[Opening Records supplied section]
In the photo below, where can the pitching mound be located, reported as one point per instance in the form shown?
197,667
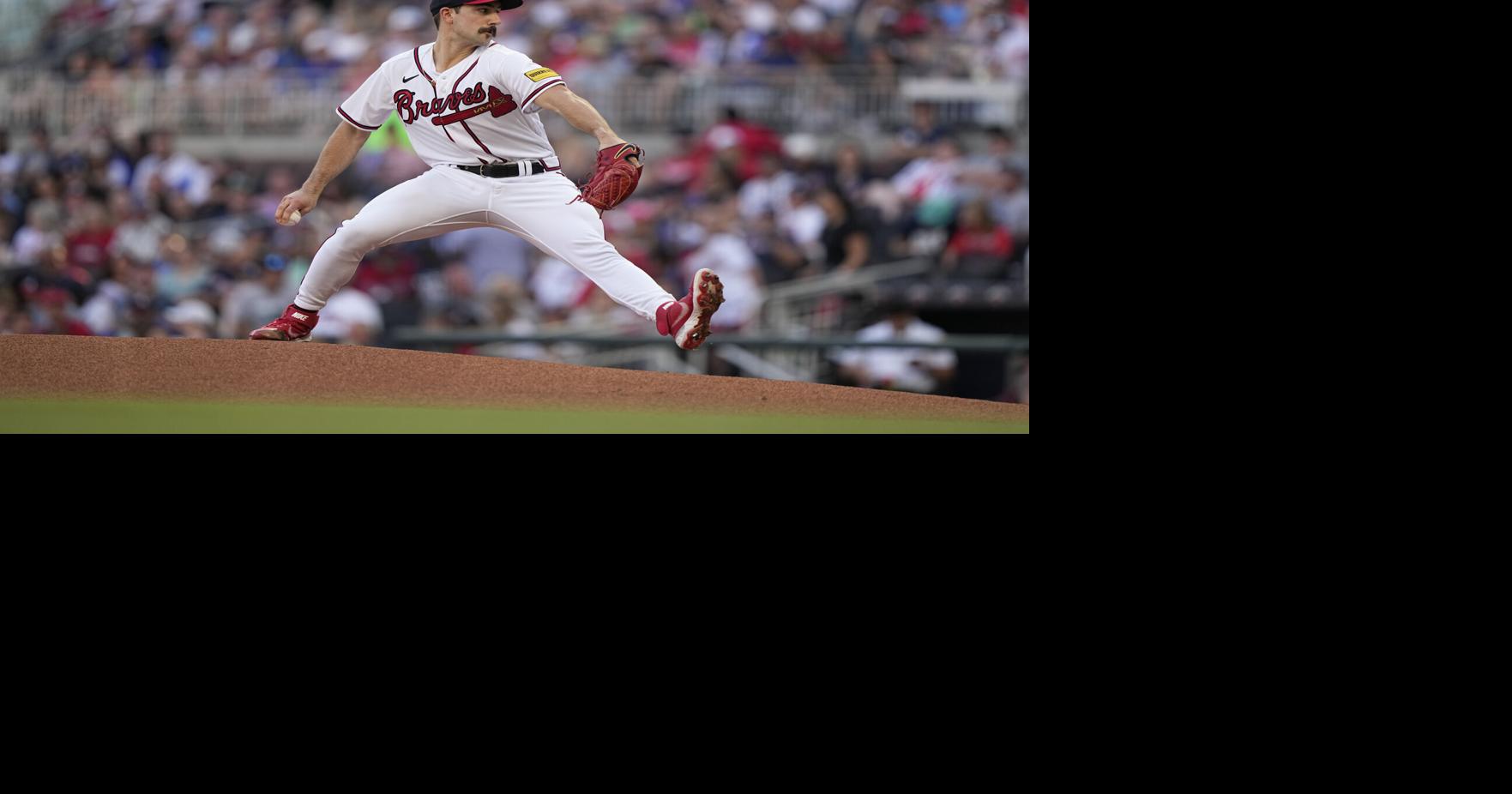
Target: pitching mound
[Closing Records supplied section]
[Opening Records supplied section]
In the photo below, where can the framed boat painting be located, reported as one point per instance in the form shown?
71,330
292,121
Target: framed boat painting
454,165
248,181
[Closing Records supplied section]
What to work on: In the entries above, find the line containing "In the photo below, where can the pitching" and the line containing "Target: pitching mound"; give again exactly those two lines and every line between them, minus the pictures.

Exercise output:
In the photo below, where can the pitching mound be located, reported as one point per instance in the form shown?
197,667
Target: pitching mound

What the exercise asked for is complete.